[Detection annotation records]
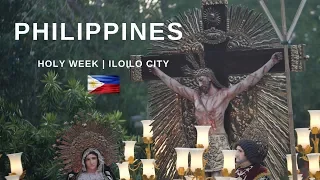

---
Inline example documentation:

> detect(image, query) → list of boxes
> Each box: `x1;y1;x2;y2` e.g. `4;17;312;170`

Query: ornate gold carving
290;44;307;72
202;0;228;6
130;55;142;82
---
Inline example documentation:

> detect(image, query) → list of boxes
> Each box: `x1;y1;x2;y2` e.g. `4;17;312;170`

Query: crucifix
130;0;304;179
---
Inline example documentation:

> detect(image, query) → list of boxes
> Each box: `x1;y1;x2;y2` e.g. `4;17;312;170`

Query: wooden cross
130;0;304;83
130;0;304;179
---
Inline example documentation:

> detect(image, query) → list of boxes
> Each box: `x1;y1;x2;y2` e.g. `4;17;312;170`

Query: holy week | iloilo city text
37;59;169;69
15;23;182;41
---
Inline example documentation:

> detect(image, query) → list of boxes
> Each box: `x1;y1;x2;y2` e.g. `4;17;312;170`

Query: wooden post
280;0;297;180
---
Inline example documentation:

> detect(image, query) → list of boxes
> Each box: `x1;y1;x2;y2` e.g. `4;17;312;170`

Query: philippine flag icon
88;75;120;94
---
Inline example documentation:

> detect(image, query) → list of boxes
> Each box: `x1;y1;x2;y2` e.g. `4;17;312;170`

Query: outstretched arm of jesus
228;52;283;99
150;67;196;102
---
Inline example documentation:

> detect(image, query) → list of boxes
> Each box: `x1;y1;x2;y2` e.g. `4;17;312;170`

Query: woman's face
85;154;98;172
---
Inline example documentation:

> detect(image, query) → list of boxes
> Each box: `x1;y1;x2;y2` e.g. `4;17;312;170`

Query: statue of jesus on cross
150;52;283;172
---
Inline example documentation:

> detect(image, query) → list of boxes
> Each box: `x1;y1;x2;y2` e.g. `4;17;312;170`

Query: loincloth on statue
204;134;230;172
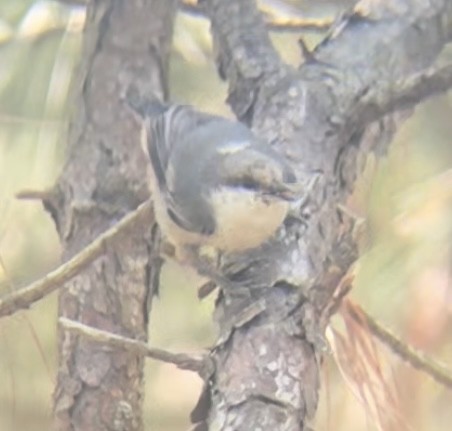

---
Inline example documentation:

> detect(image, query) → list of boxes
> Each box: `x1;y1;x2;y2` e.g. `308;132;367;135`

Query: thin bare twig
0;200;151;317
59;317;211;376
180;0;334;33
345;302;452;389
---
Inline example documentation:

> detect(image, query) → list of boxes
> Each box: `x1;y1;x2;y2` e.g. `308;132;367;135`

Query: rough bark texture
50;0;176;431
193;0;452;431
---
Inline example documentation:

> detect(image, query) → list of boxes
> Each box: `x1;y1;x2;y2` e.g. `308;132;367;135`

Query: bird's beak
269;183;303;201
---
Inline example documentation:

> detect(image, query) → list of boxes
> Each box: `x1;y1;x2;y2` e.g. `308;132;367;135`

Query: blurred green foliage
0;0;452;431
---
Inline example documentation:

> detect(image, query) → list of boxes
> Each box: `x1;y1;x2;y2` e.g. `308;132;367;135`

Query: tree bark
193;0;452;431
49;0;176;431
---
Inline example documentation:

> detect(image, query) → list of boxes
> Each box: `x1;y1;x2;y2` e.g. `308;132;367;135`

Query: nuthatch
131;102;300;264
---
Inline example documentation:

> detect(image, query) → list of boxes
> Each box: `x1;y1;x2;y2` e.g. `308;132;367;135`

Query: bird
131;99;301;261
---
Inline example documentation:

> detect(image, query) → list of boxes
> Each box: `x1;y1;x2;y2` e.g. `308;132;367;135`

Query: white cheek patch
218;141;251;155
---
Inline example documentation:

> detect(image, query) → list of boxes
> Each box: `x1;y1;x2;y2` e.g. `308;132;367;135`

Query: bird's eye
231;177;260;190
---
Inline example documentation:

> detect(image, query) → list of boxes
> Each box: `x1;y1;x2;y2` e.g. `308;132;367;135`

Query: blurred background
0;0;452;431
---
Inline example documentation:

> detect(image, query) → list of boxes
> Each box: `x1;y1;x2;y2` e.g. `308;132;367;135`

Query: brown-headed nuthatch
131;102;300;264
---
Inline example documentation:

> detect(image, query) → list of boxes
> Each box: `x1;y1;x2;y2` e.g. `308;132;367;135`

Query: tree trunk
46;0;176;431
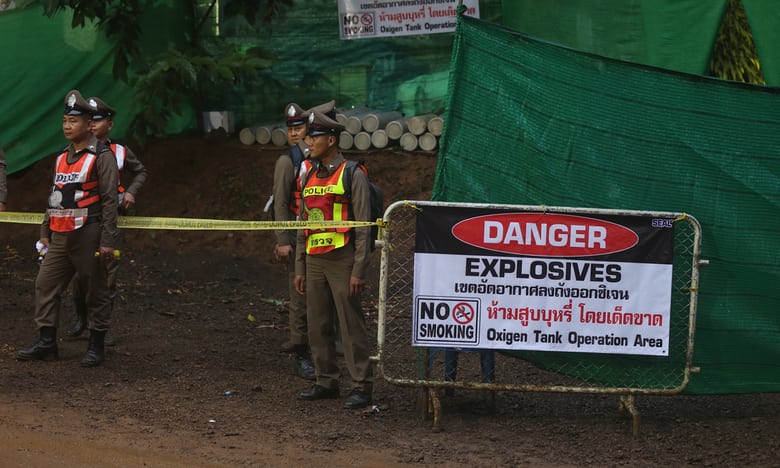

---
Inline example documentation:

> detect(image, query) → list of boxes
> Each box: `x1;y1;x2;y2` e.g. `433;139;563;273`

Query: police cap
306;100;336;120
284;102;306;127
307;110;344;136
64;89;92;116
87;96;116;120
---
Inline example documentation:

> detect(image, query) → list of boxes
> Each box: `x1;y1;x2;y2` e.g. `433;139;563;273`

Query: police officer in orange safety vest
295;110;374;409
65;96;146;346
16;90;119;367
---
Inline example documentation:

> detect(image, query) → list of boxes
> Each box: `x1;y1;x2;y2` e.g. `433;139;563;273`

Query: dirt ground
0;136;780;467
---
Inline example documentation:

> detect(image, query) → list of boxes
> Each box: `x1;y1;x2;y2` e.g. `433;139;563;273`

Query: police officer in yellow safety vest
269;101;336;380
16;90;119;367
295;110;374;409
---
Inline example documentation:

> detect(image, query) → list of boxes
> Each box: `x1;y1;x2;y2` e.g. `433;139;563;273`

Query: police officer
273;101;336;380
295;111;373;409
65;97;146;346
16;90;119;367
0;146;8;211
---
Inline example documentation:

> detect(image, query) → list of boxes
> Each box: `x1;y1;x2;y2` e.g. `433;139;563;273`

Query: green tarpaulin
433;17;780;393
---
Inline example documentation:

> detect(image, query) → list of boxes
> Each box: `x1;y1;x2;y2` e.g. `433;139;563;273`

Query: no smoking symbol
452;302;475;325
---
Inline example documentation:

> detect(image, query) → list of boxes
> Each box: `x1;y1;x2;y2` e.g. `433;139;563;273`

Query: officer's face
62;115;90;141
287;124;306;146
303;135;335;158
89;119;114;141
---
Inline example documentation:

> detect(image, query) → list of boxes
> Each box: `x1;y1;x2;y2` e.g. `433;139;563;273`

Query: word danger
452;213;639;257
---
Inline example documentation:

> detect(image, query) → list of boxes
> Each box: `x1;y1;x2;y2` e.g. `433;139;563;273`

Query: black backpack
344;161;385;252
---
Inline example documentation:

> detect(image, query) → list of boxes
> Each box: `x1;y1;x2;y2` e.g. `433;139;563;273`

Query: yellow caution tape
0;211;382;231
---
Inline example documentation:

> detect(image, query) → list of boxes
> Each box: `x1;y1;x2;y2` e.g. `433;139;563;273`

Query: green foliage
710;0;766;85
129;49;272;143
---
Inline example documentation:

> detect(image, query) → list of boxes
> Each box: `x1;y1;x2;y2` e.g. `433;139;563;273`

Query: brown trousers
306;244;374;391
35;223;111;331
287;253;309;345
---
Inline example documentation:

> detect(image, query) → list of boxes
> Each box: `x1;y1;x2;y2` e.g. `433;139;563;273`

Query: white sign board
412;207;674;356
339;0;479;39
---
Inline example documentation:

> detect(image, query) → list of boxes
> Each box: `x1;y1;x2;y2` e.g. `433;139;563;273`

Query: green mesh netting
433;17;780;393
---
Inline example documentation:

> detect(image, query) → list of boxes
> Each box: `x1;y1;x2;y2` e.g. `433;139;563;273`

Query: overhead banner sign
339;0;479;39
412;206;674;356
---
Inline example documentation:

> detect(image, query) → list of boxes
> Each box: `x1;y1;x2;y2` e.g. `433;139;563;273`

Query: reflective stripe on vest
48;151;100;232
108;143;127;193
301;161;350;255
289;159;312;219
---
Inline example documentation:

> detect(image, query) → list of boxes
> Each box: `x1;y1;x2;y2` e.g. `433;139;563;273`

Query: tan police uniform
65;96;147;345
16;90;118;366
295;112;373;407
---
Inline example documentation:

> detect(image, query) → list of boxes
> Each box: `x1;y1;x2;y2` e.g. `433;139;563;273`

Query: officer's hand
274;244;293;261
349;276;366;296
120;192;135;209
98;245;114;263
293;275;306;295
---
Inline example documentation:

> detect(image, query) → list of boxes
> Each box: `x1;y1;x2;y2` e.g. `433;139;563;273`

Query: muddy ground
0;136;780;467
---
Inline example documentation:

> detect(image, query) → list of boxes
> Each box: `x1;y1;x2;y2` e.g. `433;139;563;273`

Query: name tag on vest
46;208;89;218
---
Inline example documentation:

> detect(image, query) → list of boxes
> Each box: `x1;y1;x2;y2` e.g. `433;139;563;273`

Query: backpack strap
287;145;305;174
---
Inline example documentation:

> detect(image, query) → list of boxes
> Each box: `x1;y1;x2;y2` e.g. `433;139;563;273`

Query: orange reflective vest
47;151;100;232
301;161;351;255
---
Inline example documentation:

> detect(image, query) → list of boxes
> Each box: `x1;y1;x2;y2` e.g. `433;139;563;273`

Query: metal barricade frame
372;200;707;434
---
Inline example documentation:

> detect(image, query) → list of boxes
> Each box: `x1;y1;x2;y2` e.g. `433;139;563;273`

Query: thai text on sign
339;0;479;39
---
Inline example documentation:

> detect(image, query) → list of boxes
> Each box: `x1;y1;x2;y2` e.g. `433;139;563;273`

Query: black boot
81;330;106;367
65;298;87;338
294;345;316;380
16;327;59;361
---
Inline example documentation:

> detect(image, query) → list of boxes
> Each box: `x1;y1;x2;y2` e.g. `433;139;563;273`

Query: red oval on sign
452;213;639;257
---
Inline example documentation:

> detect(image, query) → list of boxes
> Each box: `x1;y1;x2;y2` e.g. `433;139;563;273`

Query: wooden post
339;130;354;150
385;118;408;140
363;111;402;133
401;132;417;151
428;116;444;137
353;132;371;151
255;125;275;145
407;114;436;136
238;127;257;146
271;127;287;146
371;130;389;149
417;132;439;151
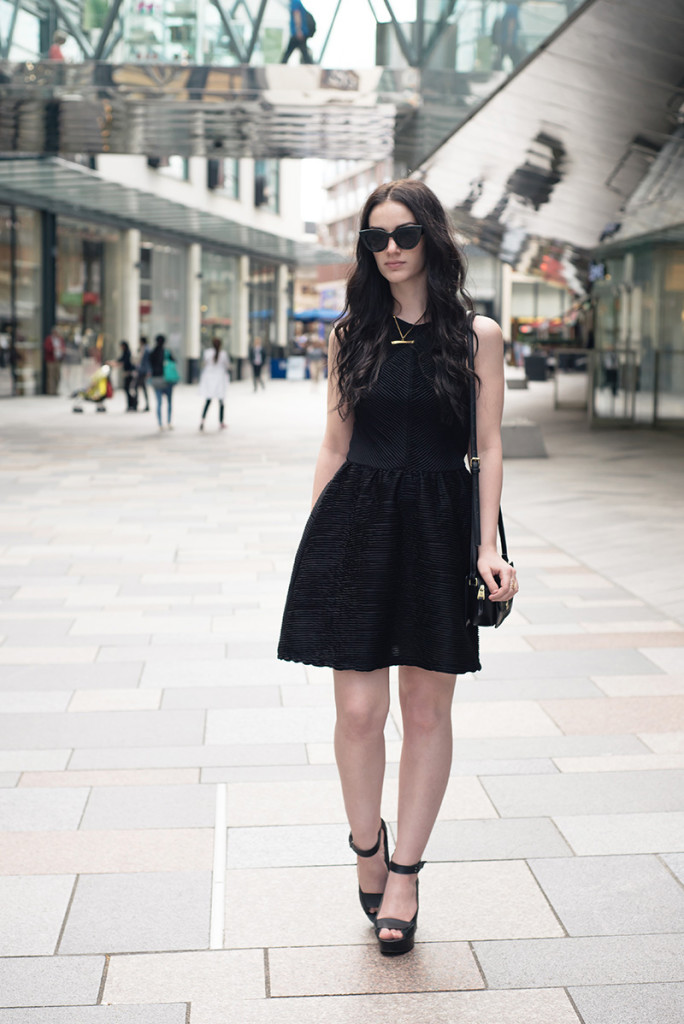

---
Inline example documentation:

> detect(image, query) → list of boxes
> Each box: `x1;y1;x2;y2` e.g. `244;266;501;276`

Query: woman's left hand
477;548;518;601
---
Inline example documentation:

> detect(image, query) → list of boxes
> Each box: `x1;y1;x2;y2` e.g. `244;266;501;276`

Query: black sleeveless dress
277;321;480;674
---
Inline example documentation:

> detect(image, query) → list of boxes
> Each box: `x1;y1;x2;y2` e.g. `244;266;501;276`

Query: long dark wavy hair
334;178;477;423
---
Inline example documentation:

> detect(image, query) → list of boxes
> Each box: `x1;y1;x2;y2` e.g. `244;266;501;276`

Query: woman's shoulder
473;313;503;341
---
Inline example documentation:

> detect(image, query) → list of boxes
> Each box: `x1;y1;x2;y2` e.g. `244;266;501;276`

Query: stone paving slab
594;674;684;696
541;695;684;735
639;730;684;754
81;784;216;829
0;659;144;690
553;753;684;772
69;689;162;712
102;949;265;1004
69;743;308;771
205;708;374;744
0;828;214;876
425;818;573;862
0;712;204;750
270;942;484;1001
0;874;75;956
189;989;579;1024
569;984;684;1024
553;811;684;857
454;674;605;700
201;764;344;782
473;934;684;988
141;645;306;689
662;853;684;885
528;856;684;935
161;684;282;709
0;690;72;715
0;788;90;831
481;648;663;681
0;1002;187;1024
59;871;211;954
482;771;684;817
454;733;651;762
19;765;196;788
0;956;104;1007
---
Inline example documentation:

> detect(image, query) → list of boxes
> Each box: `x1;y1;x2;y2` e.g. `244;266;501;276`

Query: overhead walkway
0;0;586;165
423;0;684;274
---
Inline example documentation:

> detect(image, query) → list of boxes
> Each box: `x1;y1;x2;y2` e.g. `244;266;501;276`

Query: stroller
72;364;114;413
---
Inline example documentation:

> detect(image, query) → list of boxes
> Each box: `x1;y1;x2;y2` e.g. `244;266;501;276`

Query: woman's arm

Aim of the task
Reproduce the lines above from the start of the records through the line containing "88;75;120;94", including both ends, and leave the pictures out of your answer.

Task solution
---
Inline example documentation:

> detect(image, query) → list of boxes
> Each box: `x1;y1;x2;y2` e.g. `4;17;312;170`

Query: ornate gold carving
290;44;307;72
202;0;228;6
130;55;142;82
---
Inline example documentation:

> detect(image, query) → list of boxes
> Each box: `x1;y1;x2;y2` e.g. `4;17;312;170`

Query: crucifix
130;0;304;179
---
Inline example documentation:

> detect(image, query) → list of boxes
> Each box: `x1;y1;x2;y2` e.g. `4;17;312;170`

Query: wooden cross
130;0;304;83
130;0;304;179
---
Inline example documentation:

> detect(image, query) → list of boxes
> Each box: `x1;y1;x2;y2` e.g. `4;17;312;170`

Query: holy week | iloilo city text
37;59;169;69
15;23;182;41
---
Inline example documentation:

> detect(image, query) → list of boxes
> Each box: `x1;y1;x2;y2` e.g. `4;17;312;170`

Query: wooden post
280;0;297;180
---
Inline example documentation:

> detect(image, query) → list of boxes
> Each box: `x1;y1;x2;y2` e.g. `4;17;312;170`

Query: philippine flag icon
88;75;120;94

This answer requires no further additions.